**Data rows**
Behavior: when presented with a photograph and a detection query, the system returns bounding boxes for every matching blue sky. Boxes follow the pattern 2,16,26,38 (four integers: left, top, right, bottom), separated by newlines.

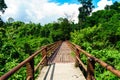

2,0,120,25
49,0,120,7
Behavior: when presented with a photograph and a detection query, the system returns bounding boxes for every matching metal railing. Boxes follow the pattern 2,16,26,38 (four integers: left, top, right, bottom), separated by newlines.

0,41,62,80
67,41,120,80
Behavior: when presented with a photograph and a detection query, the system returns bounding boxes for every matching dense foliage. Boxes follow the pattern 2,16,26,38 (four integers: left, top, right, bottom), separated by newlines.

0,0,120,80
71,2,120,80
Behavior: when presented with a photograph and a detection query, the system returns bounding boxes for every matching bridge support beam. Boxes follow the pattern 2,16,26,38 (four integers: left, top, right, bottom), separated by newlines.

75,49,80,67
86,58,95,80
42,47,48,66
26,59,34,80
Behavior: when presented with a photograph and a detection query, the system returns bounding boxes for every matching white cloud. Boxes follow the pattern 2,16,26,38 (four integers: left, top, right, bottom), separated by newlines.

93,0,113,12
2,0,80,24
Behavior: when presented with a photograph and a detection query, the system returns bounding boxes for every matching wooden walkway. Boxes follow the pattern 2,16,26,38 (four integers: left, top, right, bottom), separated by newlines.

37,42,86,80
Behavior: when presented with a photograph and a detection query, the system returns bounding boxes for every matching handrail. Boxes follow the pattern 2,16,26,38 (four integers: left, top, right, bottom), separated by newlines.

67,41,120,80
0,41,62,80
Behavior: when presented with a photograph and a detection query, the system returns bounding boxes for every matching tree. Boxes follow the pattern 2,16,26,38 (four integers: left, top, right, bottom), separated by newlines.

78,0,94,25
0,0,7,13
8,17,14,23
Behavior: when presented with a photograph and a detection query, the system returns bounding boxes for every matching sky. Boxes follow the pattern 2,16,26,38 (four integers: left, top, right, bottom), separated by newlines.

2,0,120,25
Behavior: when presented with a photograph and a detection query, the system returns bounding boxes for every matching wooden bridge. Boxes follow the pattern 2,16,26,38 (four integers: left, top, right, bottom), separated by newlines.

0,41,120,80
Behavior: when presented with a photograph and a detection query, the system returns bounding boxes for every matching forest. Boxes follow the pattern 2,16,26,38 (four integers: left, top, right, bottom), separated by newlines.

0,0,120,80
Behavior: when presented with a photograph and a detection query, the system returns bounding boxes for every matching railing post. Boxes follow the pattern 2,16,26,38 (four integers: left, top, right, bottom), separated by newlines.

42,47,48,66
75,48,80,67
26,59,34,80
86,58,95,80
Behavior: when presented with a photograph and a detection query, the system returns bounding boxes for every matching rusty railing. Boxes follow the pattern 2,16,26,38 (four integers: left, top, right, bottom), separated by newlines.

67,41,120,80
0,41,62,80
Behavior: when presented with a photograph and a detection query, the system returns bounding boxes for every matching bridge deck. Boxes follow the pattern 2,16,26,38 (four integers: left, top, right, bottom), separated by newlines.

37,42,85,80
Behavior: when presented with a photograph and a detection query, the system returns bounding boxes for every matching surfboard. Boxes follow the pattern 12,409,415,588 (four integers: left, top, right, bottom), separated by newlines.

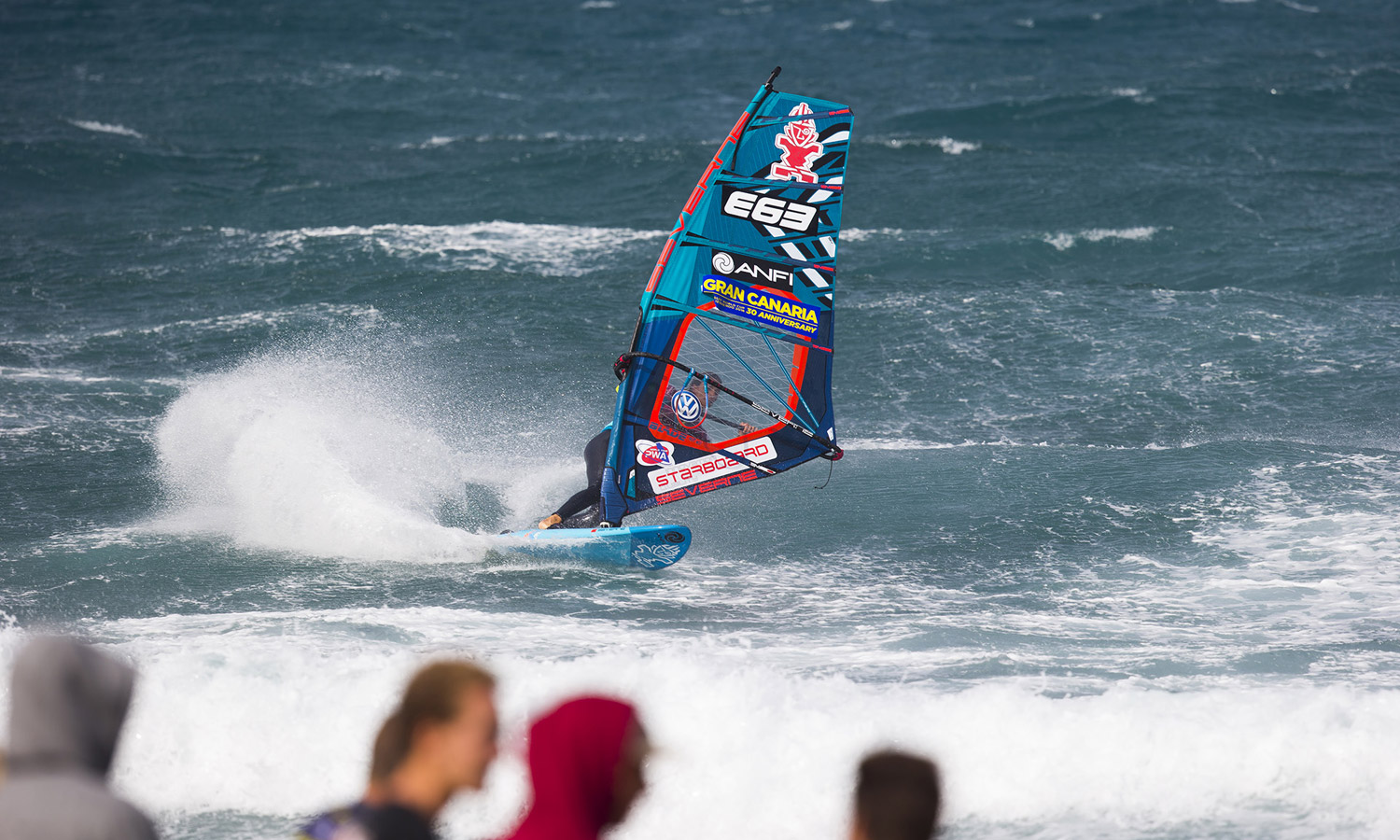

492,525,691,568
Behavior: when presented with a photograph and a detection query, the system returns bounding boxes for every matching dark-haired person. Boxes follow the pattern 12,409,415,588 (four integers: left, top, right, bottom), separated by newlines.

297,660,497,840
851,750,943,840
507,697,651,840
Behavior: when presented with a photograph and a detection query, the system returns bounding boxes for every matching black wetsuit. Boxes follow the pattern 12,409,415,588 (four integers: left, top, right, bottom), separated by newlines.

553,428,612,528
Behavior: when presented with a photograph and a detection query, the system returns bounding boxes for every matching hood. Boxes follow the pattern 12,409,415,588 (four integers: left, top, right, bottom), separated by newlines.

511,697,637,840
7,637,136,776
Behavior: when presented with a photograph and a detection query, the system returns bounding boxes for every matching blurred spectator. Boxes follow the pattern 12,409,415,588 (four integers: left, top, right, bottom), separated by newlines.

509,697,651,840
0,637,156,840
851,750,943,840
297,661,497,840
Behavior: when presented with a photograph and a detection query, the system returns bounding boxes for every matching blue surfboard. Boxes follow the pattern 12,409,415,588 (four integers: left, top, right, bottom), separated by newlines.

492,525,691,568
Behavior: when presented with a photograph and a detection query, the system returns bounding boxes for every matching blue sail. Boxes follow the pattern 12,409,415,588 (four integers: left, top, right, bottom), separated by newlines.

602,70,853,524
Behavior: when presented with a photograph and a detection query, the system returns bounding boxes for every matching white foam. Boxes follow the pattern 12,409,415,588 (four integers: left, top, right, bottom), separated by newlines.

94,303,380,338
875,137,982,154
1042,227,1170,251
0,608,1400,839
224,221,666,276
156,350,501,560
69,119,146,140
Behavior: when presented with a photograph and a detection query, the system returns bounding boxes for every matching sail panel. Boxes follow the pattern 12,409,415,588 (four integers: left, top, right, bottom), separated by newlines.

602,80,853,523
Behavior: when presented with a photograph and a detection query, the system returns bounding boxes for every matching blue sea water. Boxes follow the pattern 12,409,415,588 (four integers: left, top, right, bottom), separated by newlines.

0,0,1400,840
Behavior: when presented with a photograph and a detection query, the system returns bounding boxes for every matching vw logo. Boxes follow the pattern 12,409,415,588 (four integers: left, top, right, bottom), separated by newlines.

671,391,702,428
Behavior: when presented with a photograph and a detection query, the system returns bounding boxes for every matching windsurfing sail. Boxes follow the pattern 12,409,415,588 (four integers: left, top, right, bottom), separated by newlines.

601,67,853,525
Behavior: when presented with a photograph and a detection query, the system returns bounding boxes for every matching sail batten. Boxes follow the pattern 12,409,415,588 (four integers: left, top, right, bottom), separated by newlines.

602,80,853,524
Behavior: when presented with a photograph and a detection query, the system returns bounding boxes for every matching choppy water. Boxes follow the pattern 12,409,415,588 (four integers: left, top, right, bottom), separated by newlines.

0,0,1400,840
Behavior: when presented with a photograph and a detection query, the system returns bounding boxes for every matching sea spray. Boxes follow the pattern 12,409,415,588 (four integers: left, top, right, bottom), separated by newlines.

156,337,493,560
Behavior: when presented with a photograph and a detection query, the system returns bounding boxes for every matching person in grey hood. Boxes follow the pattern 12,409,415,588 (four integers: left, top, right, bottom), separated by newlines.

0,637,157,840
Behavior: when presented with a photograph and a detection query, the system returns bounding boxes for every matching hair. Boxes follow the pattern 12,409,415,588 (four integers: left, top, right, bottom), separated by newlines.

370,660,496,781
856,750,943,840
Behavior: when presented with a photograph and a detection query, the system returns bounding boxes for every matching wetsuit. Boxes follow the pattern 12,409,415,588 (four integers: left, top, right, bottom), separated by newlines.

552,427,612,528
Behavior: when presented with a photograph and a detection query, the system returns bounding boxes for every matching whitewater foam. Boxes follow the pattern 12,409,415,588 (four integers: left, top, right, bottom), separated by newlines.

156,347,510,560
69,119,146,140
0,608,1400,837
223,221,665,277
1042,227,1170,251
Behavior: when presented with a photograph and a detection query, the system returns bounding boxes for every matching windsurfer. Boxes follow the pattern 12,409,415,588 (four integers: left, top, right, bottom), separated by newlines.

539,426,612,528
539,372,759,529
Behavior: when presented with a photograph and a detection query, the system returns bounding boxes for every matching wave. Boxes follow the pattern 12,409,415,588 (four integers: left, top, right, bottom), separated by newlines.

92,304,381,338
153,349,484,560
69,119,146,140
1042,226,1172,251
0,608,1400,839
867,137,982,154
221,221,666,276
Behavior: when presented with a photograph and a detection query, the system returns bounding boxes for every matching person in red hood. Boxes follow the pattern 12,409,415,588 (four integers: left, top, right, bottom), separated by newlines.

506,697,651,840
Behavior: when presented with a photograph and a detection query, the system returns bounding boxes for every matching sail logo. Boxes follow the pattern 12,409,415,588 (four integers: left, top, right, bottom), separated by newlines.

671,388,705,428
637,441,677,467
769,103,825,184
721,187,817,234
700,274,822,339
647,437,778,493
710,251,792,291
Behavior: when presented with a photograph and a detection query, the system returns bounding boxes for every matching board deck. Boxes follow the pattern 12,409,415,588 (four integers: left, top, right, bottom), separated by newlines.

493,525,691,568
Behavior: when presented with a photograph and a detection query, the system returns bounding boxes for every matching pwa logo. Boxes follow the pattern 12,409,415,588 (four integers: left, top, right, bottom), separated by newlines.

724,187,817,234
769,103,825,184
671,389,705,428
637,441,677,467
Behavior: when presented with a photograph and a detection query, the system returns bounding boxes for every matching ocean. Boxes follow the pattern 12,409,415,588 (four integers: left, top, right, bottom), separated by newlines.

0,0,1400,840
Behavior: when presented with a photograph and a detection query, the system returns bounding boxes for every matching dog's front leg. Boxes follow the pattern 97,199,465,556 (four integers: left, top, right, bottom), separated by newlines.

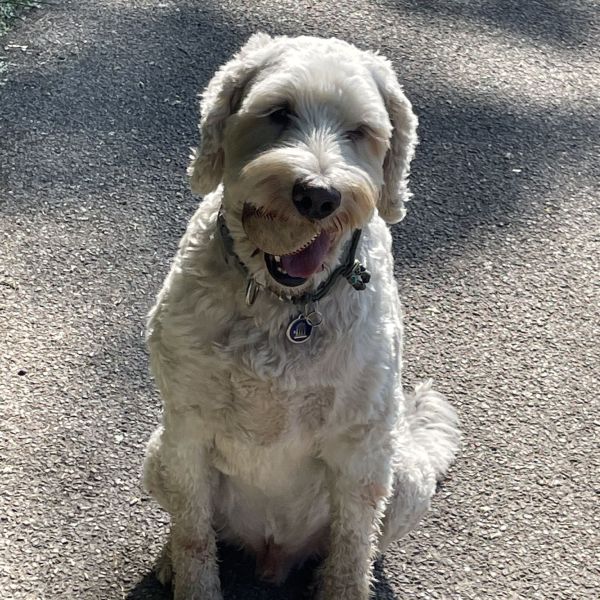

317,431,392,600
145,414,222,600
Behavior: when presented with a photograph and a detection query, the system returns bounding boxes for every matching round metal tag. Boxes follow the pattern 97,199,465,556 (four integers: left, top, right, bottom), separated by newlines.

285,315,313,344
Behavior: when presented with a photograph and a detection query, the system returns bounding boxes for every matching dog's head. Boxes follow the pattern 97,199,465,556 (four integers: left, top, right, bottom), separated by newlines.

189,34,417,293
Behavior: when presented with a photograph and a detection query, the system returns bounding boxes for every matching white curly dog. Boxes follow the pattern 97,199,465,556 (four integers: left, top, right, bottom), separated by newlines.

144,34,459,600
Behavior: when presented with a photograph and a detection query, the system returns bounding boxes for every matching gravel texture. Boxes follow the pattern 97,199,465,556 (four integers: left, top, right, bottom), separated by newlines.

0,0,600,600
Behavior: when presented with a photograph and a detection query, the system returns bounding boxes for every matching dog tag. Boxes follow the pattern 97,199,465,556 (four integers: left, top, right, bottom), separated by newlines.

285,314,313,344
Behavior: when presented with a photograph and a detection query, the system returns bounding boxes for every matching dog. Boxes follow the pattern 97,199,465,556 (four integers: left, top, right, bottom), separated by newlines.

144,34,459,600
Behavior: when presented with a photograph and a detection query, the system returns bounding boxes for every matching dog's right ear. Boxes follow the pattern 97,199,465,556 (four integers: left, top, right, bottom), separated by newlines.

187,33,273,195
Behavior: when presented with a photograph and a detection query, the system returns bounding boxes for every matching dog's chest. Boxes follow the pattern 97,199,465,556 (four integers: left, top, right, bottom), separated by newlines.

220,372,334,447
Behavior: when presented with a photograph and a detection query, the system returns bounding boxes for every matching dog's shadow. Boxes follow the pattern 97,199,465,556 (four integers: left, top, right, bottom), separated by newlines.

127,545,397,600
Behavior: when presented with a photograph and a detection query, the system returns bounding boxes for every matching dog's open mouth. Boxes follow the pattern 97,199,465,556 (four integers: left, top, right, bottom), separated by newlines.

265,231,331,287
242,204,333,287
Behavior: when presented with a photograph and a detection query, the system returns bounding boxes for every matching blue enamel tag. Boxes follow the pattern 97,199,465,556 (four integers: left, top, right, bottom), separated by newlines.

285,315,313,344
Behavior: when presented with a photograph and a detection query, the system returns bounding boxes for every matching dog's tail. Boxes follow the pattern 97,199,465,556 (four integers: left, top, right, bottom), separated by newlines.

406,379,460,481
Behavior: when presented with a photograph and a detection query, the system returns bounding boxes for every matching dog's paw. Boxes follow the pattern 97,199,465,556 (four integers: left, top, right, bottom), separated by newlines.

154,542,173,586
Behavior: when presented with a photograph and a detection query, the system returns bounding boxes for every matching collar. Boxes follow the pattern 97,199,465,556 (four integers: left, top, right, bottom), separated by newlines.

217,207,371,306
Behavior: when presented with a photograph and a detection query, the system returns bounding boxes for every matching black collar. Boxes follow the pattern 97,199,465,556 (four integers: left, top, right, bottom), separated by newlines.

217,208,371,305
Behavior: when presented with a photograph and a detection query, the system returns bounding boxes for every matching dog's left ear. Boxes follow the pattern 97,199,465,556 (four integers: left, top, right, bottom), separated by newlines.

364,52,418,224
187,33,273,195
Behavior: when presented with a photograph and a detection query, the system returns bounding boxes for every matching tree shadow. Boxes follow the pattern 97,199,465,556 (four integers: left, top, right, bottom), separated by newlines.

126,544,397,600
385,0,597,48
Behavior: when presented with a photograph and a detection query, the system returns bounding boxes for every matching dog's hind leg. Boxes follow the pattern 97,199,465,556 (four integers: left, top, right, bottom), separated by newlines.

379,381,460,553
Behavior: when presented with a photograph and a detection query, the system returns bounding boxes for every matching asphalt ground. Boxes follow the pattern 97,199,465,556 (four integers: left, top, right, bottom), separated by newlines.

0,0,600,600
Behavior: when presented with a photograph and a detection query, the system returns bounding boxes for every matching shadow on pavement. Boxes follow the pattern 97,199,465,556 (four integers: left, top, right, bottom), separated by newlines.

126,545,397,600
385,0,594,47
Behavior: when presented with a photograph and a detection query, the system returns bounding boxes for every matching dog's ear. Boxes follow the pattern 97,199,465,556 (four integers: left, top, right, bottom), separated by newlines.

187,33,272,195
365,52,418,224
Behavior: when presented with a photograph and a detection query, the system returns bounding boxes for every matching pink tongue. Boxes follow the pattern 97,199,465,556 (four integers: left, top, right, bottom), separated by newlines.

281,231,330,279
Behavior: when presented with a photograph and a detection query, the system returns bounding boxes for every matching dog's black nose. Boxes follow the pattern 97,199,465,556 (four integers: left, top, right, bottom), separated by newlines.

292,182,341,219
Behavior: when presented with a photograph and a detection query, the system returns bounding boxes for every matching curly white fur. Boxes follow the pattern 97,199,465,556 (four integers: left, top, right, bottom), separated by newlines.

145,34,459,600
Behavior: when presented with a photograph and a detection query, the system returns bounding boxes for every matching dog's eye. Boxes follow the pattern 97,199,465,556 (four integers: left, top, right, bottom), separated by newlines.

269,106,292,126
345,127,367,142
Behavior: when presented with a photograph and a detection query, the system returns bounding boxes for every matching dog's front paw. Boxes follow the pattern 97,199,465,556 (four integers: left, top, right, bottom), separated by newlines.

154,541,173,586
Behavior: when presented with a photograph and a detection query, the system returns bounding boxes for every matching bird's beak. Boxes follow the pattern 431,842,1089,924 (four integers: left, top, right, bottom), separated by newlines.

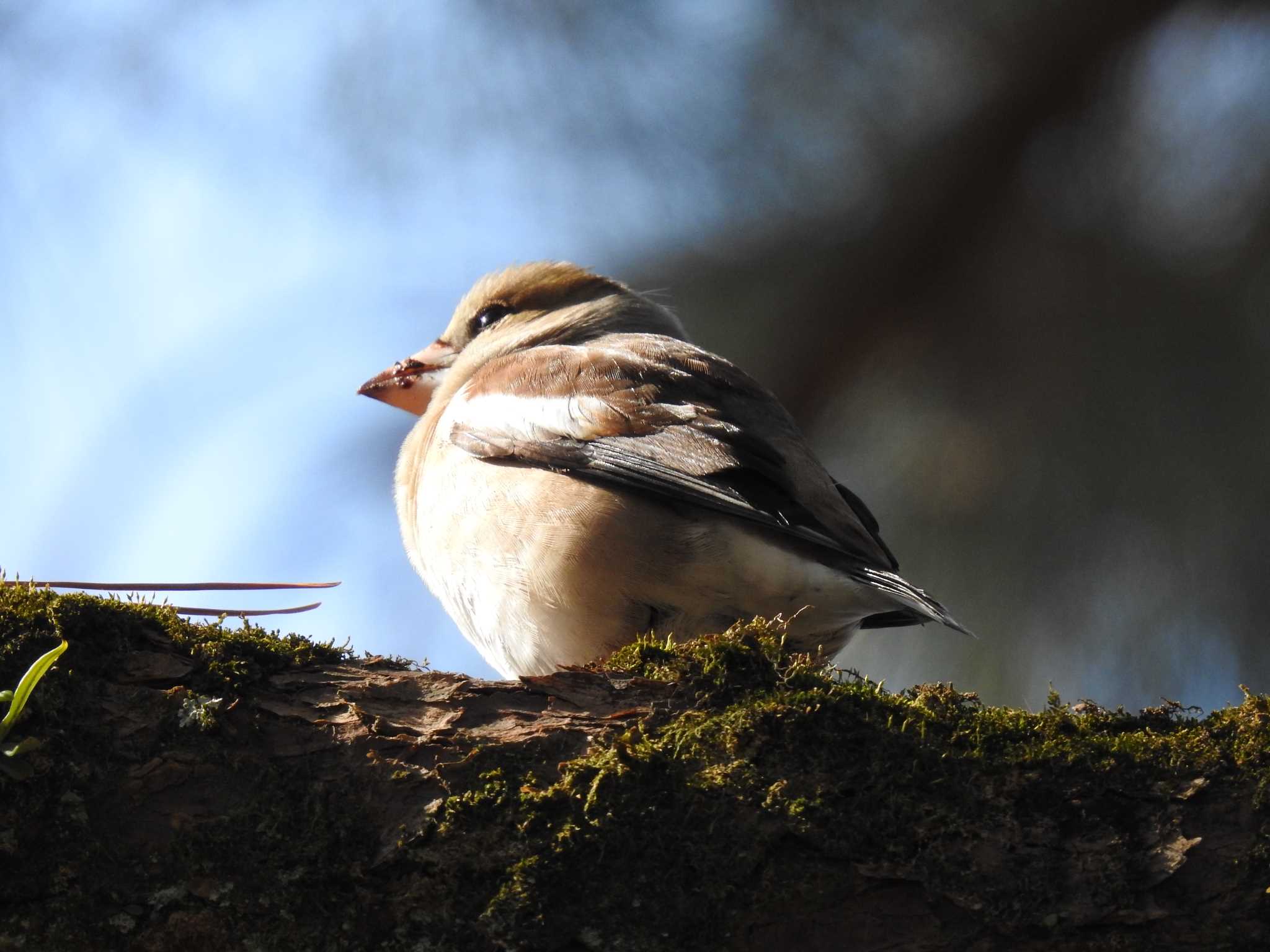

357,340,458,416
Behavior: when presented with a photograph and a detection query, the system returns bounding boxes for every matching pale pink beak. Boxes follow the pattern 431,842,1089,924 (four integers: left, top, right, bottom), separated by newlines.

357,340,458,416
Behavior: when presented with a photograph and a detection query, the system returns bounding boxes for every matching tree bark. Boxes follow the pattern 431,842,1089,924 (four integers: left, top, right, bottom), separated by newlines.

0,596,1270,952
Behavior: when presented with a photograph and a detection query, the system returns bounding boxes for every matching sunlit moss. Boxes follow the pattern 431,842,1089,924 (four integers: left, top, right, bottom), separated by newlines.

0,589,1270,952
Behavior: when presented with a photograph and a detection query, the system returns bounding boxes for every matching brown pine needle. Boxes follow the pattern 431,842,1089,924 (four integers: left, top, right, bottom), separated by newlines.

174,602,321,618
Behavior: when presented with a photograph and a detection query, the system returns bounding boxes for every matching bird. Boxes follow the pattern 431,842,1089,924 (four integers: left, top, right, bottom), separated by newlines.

358,262,970,678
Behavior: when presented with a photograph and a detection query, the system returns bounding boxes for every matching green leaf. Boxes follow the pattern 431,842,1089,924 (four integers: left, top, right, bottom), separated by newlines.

0,638,68,740
0,738,45,757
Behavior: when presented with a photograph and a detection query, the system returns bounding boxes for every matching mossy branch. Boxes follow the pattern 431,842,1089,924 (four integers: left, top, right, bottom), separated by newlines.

0,589,1270,952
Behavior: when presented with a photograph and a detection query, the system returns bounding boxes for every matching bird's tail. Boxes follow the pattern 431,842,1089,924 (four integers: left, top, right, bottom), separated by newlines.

851,566,975,638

**Problem description**
Write out, word for word, the stretch of items from the line containing "matching blue sea" through the line containing "671,391,702,428", including both of those lines.

**Solved exercise**
Behavior: when presented with a photograph and a detection query, the system returns bounding boxes for every matching blue sea water. Boxes follow the pattern 12,409,415,588 (four integers: left, top, right, bottom), separated by newlines.

0,0,1400,840
Behavior: when presented with a photograph and a detection query, the system returns bounding boxes for every matching vw logo. Boxes follow the pattern 12,409,415,588 (four integers: left, top, right, bottom), separated by newlines.

671,391,702,428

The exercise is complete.